→ Set exercise:
Each record is to be transcribed exactly.

(Rows from a dataset)
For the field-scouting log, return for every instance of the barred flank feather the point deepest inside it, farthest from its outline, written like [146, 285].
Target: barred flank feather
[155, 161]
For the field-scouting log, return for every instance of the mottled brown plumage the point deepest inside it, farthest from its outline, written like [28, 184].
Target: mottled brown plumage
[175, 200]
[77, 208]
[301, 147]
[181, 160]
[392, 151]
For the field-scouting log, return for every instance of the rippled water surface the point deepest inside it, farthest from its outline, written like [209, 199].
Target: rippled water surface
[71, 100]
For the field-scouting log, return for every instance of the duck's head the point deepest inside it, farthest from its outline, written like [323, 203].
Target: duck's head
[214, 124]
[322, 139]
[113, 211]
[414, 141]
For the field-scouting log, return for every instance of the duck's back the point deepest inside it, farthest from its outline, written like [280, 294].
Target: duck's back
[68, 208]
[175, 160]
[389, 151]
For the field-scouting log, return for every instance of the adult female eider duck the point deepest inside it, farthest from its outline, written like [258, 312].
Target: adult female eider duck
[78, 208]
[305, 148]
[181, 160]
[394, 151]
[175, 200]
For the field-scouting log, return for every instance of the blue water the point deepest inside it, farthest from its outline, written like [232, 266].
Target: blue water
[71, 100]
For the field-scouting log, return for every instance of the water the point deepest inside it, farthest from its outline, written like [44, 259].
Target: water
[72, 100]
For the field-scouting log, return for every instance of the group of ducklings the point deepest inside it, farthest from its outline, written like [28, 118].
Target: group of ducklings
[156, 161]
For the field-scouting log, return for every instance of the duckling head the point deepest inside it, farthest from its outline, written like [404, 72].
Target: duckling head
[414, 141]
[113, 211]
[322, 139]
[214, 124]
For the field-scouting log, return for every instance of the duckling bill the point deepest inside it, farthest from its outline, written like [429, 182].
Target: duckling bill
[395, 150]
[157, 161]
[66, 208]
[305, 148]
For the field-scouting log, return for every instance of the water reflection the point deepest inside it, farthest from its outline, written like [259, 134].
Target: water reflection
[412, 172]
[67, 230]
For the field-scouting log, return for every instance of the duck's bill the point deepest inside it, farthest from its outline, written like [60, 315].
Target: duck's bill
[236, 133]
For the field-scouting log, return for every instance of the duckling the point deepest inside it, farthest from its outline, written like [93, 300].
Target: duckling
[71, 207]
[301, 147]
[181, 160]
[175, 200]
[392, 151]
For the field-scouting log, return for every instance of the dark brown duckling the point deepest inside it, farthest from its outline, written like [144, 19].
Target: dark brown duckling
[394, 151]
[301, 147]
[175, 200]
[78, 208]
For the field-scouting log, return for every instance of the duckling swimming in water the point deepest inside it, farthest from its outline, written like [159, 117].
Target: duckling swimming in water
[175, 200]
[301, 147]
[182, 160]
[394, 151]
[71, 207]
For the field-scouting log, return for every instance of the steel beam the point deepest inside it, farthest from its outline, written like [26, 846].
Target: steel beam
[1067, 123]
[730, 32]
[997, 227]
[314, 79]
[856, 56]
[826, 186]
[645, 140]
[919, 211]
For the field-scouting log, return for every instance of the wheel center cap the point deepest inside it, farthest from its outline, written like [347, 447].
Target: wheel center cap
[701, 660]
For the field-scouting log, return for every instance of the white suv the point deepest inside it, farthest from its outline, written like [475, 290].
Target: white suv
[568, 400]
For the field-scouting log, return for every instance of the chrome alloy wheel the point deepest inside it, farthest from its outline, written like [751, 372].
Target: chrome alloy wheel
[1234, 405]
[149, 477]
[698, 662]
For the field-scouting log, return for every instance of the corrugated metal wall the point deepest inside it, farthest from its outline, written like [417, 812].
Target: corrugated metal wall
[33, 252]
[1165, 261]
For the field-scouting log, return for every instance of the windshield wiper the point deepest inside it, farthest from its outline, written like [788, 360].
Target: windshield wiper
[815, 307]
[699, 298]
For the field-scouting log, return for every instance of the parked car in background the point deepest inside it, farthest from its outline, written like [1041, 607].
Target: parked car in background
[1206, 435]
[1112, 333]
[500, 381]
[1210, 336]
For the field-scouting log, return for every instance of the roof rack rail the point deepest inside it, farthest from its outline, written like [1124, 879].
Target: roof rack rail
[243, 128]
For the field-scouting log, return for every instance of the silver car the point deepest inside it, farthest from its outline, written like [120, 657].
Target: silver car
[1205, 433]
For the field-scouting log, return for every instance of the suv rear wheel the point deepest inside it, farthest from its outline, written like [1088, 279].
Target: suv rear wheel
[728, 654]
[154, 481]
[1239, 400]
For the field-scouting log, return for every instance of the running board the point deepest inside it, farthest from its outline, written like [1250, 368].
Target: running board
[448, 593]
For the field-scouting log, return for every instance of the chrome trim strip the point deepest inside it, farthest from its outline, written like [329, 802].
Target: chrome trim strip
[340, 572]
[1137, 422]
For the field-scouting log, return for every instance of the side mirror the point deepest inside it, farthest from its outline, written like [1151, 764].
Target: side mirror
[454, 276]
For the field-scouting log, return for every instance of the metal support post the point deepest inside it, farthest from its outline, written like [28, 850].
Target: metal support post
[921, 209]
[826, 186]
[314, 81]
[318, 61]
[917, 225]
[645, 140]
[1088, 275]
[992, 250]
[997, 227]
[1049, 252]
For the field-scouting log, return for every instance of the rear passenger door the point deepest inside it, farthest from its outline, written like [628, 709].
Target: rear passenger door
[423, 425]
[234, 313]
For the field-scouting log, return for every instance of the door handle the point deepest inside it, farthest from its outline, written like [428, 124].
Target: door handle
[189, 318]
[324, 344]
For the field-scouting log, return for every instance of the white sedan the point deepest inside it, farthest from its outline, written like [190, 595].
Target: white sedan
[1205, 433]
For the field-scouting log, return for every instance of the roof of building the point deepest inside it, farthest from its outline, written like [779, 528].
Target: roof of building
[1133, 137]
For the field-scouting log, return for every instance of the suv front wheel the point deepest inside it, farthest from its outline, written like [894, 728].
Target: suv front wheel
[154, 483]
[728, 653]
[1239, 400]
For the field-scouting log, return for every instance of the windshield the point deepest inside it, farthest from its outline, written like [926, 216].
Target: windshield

→ Reply to the task:
For the field-scouting log, return for every instance of the barred flank feather the point deepest inside it, farthest from its outline, written like [146, 285].
Target: barred flank feather
[155, 161]
For the field-scouting log, return for every instance of the mottled brown plumage the point deepest inside it, farthest from its outline, written like [28, 184].
Target: mottled brown plumage
[175, 200]
[77, 208]
[301, 147]
[181, 160]
[392, 151]
For the field-scouting log, return for every instance of the rippled water surface the point deepest inside it, farthest from its outline, written like [209, 199].
Target: rippled water surface
[71, 100]
For the field-scouting log, return for every instance of the duck's head the point deepest inside it, farthest from its outline, written like [323, 203].
Target: duck's head
[214, 124]
[322, 139]
[113, 211]
[414, 141]
For the field-scouting log, return for every instance of the duck's back the point deepest inside it, farthest from its outline, written like [280, 294].
Target: duck's back
[68, 208]
[175, 160]
[389, 151]
For the field-scouting log, return for every instance of the adult female eider duck the point deepest inside it, farthest from its outline, written like [258, 312].
Target: adult female eider duck
[78, 208]
[305, 148]
[181, 160]
[394, 151]
[175, 200]
For the field-scouting log, return for every instance of the blue water the point deepest inside it, farthest from its outline, written like [232, 266].
Target: blue water
[71, 100]
For the field-scouting log, return for every instance of the water the point deepest inside it, farthest from its outline, written like [44, 259].
Target: water
[72, 100]
For the field-scouting log, return for every instance of the group of ducklings the point deepest inside it, farthest from its outline, written like [28, 118].
Target: group of ducklings
[156, 161]
For the field-scouting log, return for every instance of the duckling head the point deepest inside it, farthest from its outline, written like [404, 72].
Target: duckling head
[414, 141]
[113, 211]
[322, 139]
[214, 124]
For the field-scouting log, return for every instance of the duckling bill the point deepest inside it, farthest from its outline, written like [429, 182].
Target: duckling bill
[395, 150]
[157, 161]
[66, 208]
[305, 148]
For the field-scouting log, return for every instance of the water reflection the point deepest inside it, farthest from its outline, written like [259, 134].
Target: water reflection
[412, 172]
[67, 230]
For the field-scouting log, return for every instance of the duck's bill the point deepest inside it, farthest from its outline, written like [60, 315].
Target: duck's bill
[236, 133]
For the field-scouting log, return for every instance of the duckling the point deepest inside it, farthest from its outline, written like [93, 300].
Target: duckling
[71, 207]
[301, 147]
[181, 160]
[175, 200]
[392, 151]
For the field-scouting log, return for every instance of the dark brown duckling the point deepest inside it, farthest from its outline, written like [144, 19].
Target: dark brown duckling
[394, 151]
[301, 147]
[175, 200]
[78, 208]
For the field-scouting log, return for every instance of the duckling swimming in water the point deepest inside it, farthest from its outline, written like [159, 117].
Target: duckling swimming in water
[175, 200]
[301, 147]
[182, 160]
[394, 151]
[71, 207]
For the field-scouting log, return for every instance of the steel beam the point deepest inside it, farthest from its outline, written like [26, 846].
Target: steel beam
[1067, 123]
[730, 32]
[997, 227]
[314, 79]
[856, 56]
[826, 186]
[645, 140]
[919, 211]
For the field-scouting log, return for every instance of the wheel center cap the point deepest inside it, farthest from its outline, written like [347, 447].
Target: wheel center cap
[701, 660]
For the field-scouting log, return for every instance of the white suv the point deepest inside it, farthest from its outline, written like [475, 290].
Target: white suv
[568, 400]
For the field-scouting log, return for every instance of the chrome alloy wheel the point deepest inside it, farthest from its outline, written like [751, 372].
Target: chrome alloy wheel
[1234, 405]
[149, 477]
[698, 662]
For the field-scouting log, return for every instance of the corrugated metal wall the point deepest inside it, farthest from its outline, written like [417, 812].
Target: corrugated metal wall
[33, 252]
[1165, 261]
For the field-scouting log, return for every instance of the windshield wiper the point deepest inside it, farthest from its outline, written like [788, 360].
Target: windshield wiper
[815, 307]
[699, 298]
For the field-scouting log, return for every instance of the parked car in background the point deepest inside it, farthest from its outline, written like [1041, 607].
Target: parked car in background
[1206, 435]
[1112, 333]
[500, 381]
[1210, 336]
For the field-scouting log, return for every instance of the roof rack rail the point deepest inside it, farthest from its outline, written like [1124, 879].
Target: roof rack rail
[243, 128]
For the field-scouting log, return for every instance of the silver car the point deepest inside it, farthest from its outline, written like [120, 657].
Target: silver car
[1205, 433]
For the field-scouting log, return for every instance of the suv rear wheel the point deepest inside it, farthest from its outline, written like [1088, 279].
Target: suv rear wheel
[728, 654]
[154, 481]
[1239, 400]
For the field-scouting log, return for every instance of the running board the point deepest inside it, farthest from its outline, written like [1250, 368].
Target: running board
[448, 593]
For the field-scouting log, return for every instance of the chrome trim strip the point deepest inside it, farthest from its outline, written like [329, 802].
Target: chrome trim strip
[340, 572]
[1137, 422]
For the field-scouting log, return for every instance of the side mirror the point deepest inside it, farthest from its outline, written like [1151, 764].
Target: side mirror
[454, 276]
For the field-scouting log, return for every instance of the metal support post the point deepest inside it, farthest from its outline, written like [28, 850].
Target: metal support post
[921, 209]
[826, 186]
[314, 81]
[318, 61]
[917, 225]
[645, 140]
[1088, 275]
[992, 250]
[997, 227]
[1049, 252]
For the field-scouting log, return for every instance of the rear passenger door the point deepest inside it, farthest from its outline, written like [628, 709].
Target: rear passenger door
[423, 425]
[234, 313]
For the field-scouting log, return for every instance of the door handle the point deepest inside it, farthest from its outline, written like [428, 124].
Target: door handle
[189, 318]
[324, 344]
For the field-scouting log, return for every instance of the white sedan the point deepest inside it, farthest from its outline, written like [190, 595].
Target: white sedan
[1205, 433]
For the field-scouting log, return for every instance of the roof of building the point deepest inside it, farthest from its outline, written like [779, 528].
Target: roof of building
[1133, 137]
For the field-scouting log, return for every instance of the suv front wheel the point deepest inside it, farthest from its outline, written like [894, 728].
Target: suv front wheel
[154, 483]
[728, 653]
[1239, 400]
For the field-scouting log, return for every instance of the windshield the point deepest inside it, farthest from its outline, written like [926, 216].
Target: windshield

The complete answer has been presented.